DATA LISTING
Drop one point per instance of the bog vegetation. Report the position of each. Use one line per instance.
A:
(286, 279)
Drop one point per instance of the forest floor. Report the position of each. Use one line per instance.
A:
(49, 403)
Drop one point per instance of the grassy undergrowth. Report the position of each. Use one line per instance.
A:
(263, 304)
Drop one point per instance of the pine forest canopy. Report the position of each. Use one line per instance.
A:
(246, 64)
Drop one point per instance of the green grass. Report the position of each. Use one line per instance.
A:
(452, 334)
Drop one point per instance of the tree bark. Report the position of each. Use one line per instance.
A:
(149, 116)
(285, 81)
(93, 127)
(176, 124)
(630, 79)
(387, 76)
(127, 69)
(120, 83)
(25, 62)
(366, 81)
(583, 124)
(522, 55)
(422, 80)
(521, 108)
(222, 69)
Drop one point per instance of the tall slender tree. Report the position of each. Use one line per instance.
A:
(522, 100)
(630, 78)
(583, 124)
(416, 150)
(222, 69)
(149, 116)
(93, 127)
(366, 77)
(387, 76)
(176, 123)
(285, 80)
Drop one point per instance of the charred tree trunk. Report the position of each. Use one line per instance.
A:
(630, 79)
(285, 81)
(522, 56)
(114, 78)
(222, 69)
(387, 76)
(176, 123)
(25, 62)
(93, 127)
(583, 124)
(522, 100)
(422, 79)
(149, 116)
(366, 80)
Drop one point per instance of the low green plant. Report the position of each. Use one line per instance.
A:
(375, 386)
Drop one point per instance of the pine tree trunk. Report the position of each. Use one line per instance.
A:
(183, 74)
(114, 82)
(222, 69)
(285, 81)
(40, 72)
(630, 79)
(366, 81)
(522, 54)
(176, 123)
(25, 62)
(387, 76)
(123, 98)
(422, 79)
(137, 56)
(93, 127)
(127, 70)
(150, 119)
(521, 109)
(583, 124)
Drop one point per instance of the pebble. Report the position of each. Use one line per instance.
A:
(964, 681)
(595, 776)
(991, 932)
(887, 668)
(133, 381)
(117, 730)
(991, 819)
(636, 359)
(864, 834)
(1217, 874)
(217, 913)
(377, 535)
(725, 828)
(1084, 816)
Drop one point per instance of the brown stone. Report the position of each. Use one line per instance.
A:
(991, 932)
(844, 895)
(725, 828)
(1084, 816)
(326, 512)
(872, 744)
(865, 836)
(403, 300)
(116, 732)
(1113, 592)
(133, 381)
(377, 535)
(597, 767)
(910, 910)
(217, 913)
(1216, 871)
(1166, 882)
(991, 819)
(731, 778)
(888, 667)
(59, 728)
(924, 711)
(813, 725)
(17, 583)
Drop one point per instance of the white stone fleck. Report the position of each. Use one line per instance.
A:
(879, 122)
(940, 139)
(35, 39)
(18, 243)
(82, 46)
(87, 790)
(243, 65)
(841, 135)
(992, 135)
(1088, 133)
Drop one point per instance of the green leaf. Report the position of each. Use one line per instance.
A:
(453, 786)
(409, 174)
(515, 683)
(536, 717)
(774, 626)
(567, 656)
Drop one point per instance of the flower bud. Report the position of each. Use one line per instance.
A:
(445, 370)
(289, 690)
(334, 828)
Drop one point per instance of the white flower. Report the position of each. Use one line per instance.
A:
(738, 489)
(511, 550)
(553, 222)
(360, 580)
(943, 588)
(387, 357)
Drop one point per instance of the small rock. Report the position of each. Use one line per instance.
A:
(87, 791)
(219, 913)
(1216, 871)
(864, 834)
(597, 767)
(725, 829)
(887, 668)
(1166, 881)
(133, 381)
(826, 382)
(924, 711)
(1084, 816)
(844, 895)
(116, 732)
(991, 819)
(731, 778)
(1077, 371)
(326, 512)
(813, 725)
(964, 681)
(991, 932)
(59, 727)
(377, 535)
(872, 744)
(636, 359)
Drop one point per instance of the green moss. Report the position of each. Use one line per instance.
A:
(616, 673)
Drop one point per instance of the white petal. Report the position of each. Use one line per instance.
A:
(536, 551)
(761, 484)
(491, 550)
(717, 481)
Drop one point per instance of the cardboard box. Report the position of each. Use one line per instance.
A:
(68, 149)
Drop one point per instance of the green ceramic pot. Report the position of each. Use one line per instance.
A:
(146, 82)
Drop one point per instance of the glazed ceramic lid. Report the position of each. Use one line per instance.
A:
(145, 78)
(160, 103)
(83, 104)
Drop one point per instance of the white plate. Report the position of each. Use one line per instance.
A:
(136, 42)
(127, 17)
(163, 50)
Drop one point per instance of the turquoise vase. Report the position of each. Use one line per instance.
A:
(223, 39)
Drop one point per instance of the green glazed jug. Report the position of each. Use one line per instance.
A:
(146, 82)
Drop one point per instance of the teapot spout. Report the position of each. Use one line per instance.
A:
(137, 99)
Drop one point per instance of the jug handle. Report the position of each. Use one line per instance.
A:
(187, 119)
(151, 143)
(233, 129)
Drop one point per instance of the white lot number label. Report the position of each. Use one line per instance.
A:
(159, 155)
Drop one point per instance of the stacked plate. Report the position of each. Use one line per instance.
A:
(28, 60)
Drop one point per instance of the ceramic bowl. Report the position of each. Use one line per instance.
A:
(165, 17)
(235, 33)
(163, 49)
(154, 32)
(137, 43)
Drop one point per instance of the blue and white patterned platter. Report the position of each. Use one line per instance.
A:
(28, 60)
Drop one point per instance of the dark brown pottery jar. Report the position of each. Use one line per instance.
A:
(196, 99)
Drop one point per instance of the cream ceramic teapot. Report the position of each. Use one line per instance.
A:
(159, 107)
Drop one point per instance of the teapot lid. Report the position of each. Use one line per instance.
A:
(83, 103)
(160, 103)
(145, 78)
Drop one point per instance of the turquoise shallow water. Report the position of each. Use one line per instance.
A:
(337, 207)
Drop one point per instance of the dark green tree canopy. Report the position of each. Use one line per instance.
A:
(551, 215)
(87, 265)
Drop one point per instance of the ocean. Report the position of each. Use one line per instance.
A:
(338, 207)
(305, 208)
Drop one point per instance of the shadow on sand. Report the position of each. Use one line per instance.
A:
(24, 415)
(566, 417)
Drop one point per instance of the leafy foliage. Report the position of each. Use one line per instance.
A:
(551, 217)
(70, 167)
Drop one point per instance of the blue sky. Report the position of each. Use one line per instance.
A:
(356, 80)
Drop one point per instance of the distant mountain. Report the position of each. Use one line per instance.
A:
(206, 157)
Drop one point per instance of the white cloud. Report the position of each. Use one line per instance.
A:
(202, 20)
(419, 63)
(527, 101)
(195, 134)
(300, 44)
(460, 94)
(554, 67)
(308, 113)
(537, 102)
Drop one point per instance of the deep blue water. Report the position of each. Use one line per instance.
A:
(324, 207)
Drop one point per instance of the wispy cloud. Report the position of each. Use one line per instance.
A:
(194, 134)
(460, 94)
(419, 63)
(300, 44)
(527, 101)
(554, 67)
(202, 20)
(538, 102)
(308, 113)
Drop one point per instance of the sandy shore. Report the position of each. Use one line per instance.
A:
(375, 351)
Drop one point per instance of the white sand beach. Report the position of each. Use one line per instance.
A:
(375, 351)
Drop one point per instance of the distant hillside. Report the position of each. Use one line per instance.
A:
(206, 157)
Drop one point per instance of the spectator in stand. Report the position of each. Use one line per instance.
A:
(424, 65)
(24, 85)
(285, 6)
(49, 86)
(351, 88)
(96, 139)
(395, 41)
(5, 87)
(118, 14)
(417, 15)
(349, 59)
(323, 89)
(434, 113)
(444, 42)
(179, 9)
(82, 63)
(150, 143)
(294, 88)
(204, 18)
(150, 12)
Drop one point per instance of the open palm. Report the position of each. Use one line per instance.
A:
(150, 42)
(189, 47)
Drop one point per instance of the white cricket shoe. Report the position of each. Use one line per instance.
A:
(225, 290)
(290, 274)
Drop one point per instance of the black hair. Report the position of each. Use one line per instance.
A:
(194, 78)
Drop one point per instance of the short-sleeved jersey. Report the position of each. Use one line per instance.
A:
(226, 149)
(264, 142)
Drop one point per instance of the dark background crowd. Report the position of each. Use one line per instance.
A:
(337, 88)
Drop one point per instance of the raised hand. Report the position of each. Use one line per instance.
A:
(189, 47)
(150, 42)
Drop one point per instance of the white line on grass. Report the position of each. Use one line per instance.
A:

DIRECTIONS
Your answer should consist only of the lines from the one with "Drop one point per instance of the open" through the end of the data above, reproduced exactly.

RESPONSE TO THE EXERCISE
Drop one point per instance of the open palm. Report the position of each. Use one line per instance.
A:
(150, 42)
(189, 47)
Drop one point per instance of the white cricket shoe. Report the position of each. Use one line per instance.
A:
(225, 290)
(290, 274)
Drop one point per instance of the black hair. Report the position of each. Use one line per instance.
A:
(194, 78)
Drop one point per instance of the short-sleeved jersey. Report the position of each. Use one line per instance.
A:
(226, 149)
(264, 142)
Drop one point per instance of the dark background crowd. Report the position of each. Use one line per instance.
A:
(337, 88)
Drop one point per instance of the raised hand. Report the position of each. Use one line per instance.
A:
(189, 47)
(150, 42)
Drop one point per instance of the white line on grass. Report the position of each. Use one line per instance.
A:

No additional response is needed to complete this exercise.